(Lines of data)
** BEGIN **

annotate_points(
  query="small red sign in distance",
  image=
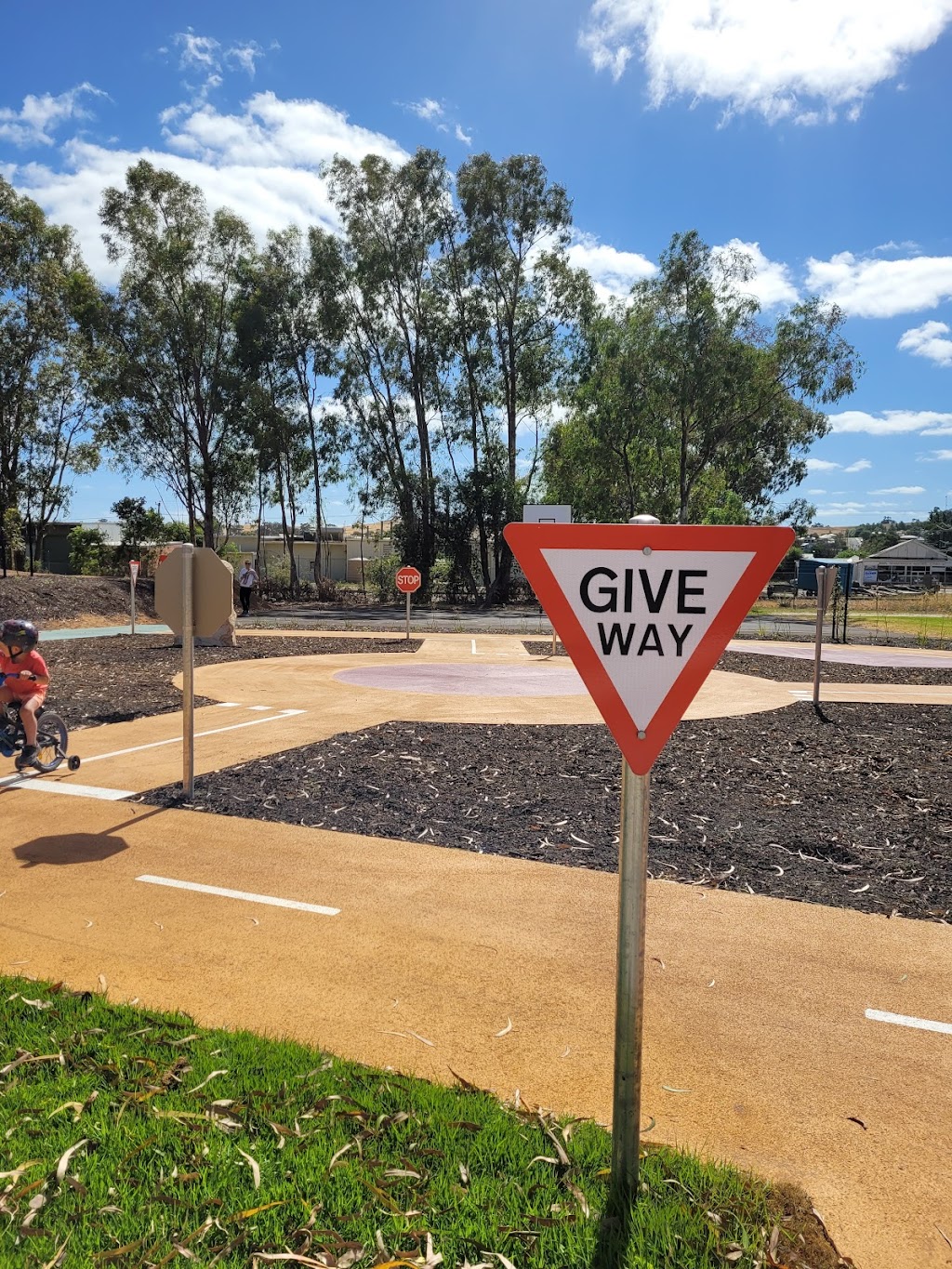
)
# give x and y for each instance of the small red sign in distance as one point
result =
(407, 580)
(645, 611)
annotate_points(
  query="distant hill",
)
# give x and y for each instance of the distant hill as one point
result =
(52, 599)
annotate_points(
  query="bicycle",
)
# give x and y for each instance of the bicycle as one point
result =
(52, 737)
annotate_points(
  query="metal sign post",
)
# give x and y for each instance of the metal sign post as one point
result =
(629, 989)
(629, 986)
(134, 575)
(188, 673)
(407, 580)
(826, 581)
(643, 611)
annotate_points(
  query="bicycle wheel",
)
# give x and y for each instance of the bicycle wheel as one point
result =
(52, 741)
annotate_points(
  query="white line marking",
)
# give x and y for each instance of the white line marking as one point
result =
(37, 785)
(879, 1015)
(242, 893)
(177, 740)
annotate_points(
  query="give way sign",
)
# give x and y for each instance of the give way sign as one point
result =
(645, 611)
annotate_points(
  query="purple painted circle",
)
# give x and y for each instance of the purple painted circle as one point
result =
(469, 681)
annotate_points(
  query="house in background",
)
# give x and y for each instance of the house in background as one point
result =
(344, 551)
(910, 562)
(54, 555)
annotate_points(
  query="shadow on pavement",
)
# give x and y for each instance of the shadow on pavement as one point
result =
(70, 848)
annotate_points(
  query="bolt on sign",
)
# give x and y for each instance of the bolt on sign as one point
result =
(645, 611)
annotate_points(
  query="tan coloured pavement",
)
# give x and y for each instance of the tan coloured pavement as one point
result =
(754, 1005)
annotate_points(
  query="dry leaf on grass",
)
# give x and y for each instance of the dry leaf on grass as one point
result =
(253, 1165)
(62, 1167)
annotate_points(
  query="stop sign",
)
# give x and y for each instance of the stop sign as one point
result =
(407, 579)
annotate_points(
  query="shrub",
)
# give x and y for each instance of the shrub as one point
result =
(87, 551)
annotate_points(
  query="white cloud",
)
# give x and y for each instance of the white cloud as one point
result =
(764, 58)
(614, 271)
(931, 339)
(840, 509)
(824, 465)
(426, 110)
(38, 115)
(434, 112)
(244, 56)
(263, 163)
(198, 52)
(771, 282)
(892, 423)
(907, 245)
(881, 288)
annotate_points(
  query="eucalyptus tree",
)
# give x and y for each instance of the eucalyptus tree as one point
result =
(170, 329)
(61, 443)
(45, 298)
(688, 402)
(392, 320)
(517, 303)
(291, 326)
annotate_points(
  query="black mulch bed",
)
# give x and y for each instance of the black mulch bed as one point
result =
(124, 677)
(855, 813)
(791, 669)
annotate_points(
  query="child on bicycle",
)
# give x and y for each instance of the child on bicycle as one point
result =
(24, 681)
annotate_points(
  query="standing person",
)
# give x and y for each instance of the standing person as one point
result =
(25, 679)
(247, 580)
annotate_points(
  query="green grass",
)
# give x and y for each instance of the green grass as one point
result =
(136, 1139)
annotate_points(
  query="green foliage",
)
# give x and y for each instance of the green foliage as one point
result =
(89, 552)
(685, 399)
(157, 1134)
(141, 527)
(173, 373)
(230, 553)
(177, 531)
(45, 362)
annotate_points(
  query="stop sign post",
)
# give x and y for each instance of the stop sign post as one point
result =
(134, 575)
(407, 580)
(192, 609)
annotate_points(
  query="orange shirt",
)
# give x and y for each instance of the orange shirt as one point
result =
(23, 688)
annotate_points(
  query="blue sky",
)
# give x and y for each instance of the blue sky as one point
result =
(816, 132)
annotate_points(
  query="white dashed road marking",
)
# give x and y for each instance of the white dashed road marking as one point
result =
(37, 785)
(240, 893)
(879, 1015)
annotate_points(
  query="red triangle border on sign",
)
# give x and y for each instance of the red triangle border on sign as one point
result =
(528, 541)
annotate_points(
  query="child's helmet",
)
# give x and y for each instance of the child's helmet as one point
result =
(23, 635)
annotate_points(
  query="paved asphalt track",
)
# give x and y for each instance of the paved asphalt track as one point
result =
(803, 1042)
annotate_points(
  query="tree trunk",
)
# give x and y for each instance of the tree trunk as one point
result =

** END **

• Aim of the task:
How many lines of the items above contain the word "stop"? Reply with the number only.

• Reply:
4